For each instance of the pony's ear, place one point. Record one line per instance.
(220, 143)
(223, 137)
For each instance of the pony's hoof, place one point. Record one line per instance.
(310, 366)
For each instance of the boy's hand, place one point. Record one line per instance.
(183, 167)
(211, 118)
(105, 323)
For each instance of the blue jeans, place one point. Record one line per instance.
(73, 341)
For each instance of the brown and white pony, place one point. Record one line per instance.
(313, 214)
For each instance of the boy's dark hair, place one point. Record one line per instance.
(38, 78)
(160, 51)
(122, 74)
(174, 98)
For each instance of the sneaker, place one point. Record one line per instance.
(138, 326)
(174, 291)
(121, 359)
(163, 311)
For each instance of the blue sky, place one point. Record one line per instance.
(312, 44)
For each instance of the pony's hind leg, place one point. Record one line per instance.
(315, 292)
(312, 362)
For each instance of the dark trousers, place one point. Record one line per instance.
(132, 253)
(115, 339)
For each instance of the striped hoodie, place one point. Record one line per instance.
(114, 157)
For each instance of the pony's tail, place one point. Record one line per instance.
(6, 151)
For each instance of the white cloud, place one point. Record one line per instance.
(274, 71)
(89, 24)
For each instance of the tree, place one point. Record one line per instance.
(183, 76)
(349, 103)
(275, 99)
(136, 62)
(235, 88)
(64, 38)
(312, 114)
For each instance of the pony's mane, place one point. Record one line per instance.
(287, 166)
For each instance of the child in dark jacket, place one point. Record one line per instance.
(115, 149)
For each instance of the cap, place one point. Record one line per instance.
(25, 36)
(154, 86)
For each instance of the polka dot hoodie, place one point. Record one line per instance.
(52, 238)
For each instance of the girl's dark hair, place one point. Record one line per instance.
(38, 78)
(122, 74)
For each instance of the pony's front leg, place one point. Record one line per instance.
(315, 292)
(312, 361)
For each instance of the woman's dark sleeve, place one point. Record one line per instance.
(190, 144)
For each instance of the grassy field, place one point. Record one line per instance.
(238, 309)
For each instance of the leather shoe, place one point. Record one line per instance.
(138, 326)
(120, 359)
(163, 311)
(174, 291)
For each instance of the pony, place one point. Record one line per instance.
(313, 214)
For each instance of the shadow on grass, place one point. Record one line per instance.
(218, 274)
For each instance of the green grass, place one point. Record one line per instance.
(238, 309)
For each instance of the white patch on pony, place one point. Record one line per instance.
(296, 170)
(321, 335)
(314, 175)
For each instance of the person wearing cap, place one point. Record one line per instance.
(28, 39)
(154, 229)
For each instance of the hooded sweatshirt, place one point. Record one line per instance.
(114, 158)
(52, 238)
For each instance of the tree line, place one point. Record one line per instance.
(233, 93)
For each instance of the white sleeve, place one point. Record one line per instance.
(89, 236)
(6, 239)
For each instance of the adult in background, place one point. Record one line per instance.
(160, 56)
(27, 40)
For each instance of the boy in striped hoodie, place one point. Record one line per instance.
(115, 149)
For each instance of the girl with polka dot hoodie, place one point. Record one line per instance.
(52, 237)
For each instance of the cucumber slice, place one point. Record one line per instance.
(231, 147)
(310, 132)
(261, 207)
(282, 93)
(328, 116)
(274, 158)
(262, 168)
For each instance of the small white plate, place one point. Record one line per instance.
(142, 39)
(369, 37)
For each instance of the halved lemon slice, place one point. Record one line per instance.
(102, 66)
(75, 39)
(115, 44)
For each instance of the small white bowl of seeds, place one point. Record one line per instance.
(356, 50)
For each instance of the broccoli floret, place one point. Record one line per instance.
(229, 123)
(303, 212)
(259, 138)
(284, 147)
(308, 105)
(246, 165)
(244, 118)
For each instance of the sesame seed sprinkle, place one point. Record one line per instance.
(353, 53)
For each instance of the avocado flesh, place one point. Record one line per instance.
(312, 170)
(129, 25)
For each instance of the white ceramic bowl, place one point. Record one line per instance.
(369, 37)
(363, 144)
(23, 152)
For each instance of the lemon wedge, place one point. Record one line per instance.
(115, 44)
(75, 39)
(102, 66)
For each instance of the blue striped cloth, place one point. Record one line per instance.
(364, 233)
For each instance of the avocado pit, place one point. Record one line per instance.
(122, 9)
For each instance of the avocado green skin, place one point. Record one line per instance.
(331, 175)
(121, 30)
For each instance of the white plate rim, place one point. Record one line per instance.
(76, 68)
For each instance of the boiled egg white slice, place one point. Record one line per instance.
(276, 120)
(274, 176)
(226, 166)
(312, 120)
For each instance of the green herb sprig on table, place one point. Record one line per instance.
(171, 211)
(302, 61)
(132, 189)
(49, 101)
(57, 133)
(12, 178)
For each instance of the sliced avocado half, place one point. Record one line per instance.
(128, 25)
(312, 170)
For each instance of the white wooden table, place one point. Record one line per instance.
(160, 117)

━━━━━━

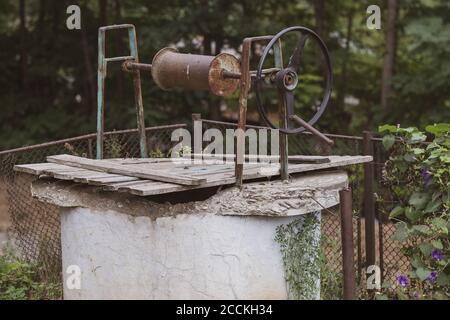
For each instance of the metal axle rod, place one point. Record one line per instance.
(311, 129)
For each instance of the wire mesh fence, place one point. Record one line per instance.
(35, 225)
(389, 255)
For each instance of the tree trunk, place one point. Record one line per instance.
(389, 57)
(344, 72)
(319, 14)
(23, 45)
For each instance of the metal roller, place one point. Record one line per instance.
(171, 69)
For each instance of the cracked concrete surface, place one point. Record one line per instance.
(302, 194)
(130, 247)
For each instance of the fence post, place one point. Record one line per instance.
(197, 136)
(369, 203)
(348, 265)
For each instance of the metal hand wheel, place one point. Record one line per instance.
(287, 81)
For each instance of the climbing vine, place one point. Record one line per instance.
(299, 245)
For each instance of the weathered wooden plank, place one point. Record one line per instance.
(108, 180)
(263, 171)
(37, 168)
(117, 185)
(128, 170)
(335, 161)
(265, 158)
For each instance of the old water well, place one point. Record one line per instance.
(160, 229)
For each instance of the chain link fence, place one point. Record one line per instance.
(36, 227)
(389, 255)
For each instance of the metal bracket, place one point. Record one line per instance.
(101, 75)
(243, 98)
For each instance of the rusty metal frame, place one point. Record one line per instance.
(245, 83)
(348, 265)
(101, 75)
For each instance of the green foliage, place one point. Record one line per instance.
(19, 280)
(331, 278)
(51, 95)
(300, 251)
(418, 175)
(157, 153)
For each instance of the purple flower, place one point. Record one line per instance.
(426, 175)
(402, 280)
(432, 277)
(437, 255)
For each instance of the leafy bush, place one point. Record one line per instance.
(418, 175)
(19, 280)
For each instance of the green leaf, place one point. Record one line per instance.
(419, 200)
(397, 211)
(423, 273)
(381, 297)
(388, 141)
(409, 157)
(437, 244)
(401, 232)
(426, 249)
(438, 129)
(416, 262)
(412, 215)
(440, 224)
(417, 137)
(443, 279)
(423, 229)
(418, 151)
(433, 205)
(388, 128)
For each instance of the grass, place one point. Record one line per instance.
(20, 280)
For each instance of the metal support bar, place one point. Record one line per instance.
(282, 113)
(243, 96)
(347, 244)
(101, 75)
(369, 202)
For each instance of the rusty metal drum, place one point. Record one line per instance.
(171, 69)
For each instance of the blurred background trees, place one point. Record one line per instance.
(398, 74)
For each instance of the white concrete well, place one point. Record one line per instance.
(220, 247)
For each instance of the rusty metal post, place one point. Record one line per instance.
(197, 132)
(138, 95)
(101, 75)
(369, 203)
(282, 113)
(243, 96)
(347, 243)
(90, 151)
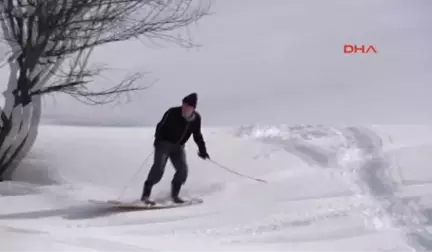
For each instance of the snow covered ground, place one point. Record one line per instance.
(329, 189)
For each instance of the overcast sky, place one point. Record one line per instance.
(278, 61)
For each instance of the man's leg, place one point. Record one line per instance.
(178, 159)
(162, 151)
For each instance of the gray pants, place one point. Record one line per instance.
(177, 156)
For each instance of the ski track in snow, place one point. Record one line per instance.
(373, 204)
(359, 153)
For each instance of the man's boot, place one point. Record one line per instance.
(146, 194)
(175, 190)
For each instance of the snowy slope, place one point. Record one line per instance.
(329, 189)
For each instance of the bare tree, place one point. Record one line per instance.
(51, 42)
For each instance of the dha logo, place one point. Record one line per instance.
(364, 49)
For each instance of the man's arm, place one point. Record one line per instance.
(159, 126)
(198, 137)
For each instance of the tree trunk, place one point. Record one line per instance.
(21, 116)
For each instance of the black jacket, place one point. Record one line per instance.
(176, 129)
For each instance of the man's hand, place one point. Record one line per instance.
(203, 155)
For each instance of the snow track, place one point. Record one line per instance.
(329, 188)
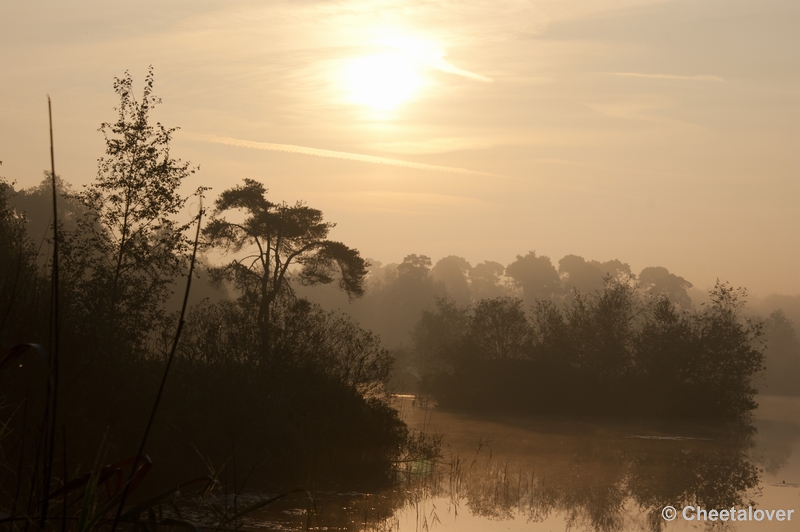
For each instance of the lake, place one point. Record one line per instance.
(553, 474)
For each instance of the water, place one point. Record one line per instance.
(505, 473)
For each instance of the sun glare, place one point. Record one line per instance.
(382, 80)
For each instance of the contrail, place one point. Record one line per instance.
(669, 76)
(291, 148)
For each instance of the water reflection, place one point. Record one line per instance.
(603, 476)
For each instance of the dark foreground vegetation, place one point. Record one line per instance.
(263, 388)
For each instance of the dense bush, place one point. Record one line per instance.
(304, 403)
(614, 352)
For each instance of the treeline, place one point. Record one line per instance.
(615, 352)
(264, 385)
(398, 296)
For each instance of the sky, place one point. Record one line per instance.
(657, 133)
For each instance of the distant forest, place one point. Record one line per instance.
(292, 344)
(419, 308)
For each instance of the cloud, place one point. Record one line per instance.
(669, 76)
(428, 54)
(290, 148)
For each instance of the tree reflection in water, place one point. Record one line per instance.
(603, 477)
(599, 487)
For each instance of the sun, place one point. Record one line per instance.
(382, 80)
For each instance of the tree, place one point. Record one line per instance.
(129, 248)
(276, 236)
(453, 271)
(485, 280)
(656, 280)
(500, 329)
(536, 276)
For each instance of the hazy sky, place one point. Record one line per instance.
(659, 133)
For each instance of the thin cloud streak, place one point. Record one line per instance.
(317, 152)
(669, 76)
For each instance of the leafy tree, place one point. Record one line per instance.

━━━━━━

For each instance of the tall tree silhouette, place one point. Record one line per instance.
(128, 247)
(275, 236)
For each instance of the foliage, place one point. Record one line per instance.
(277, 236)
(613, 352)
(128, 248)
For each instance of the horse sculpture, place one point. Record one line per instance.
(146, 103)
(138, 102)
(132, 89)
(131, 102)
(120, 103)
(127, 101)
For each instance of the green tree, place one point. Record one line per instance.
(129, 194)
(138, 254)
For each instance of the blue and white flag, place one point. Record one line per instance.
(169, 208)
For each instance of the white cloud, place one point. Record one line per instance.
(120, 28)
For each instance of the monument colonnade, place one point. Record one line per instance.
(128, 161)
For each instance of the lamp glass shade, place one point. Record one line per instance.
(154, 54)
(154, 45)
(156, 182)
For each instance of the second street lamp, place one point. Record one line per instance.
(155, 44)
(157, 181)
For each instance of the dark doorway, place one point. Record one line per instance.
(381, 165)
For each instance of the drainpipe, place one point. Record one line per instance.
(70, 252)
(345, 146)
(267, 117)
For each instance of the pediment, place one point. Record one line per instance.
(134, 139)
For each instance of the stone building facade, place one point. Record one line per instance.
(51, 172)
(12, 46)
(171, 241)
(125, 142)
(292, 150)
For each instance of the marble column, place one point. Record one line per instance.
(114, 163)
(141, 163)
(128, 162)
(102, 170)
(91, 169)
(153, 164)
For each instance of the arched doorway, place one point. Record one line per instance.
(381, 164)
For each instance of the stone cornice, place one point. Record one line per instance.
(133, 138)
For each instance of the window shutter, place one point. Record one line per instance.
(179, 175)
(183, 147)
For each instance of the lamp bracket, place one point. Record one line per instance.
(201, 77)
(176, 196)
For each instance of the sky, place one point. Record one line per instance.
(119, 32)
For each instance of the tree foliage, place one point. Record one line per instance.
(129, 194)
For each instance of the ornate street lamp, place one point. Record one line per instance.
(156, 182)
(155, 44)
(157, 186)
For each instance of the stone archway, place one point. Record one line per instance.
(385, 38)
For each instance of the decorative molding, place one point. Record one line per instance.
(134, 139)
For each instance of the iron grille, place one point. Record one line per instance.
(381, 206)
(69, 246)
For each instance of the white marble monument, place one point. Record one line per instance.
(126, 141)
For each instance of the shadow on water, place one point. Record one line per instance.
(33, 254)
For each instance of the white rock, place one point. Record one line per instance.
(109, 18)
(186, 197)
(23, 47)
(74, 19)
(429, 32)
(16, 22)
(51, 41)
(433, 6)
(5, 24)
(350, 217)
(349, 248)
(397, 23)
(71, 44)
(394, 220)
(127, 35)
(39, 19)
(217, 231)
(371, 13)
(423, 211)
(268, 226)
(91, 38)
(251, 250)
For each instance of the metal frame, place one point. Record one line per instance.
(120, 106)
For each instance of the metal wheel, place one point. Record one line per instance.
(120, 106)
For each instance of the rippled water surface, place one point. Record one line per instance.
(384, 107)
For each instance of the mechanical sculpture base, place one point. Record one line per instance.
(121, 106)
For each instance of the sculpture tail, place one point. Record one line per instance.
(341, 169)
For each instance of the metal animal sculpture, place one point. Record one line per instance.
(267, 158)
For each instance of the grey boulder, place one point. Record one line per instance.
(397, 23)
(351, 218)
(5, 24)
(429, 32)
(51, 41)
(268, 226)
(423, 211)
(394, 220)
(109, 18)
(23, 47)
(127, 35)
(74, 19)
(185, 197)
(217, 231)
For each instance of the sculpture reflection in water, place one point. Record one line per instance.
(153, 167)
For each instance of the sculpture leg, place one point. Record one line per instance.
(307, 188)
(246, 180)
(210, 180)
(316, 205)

━━━━━━

REQUIRED WORK
Reproduce the entries above from the line holding "For each instance of the cloud, place" through the line holding "For each instance of the leafy tree, place", inclusive, swapping "hazy" for "misty" and leaving everything else unchanged.

FINAL RESULT
For each instance of the cloud, place one point. Record one line per instance.
(669, 76)
(428, 54)
(290, 148)
For each instance of the tree reflection in water, place one point. Record one line per instance.
(603, 477)
(599, 487)
For each instance of the sun, place one point. Record one line per instance.
(382, 80)
For each instance of the tree, place one point. Record one line per instance.
(129, 248)
(276, 236)
(453, 271)
(485, 280)
(656, 280)
(500, 329)
(536, 276)
For each instance of the misty sky, place one point. Record one line per instance.
(659, 133)
For each instance of the thin cloud streak, place one point. Record one line per instance.
(317, 152)
(669, 76)
For each instance of the leafy tree, place one point. Record one line per instance.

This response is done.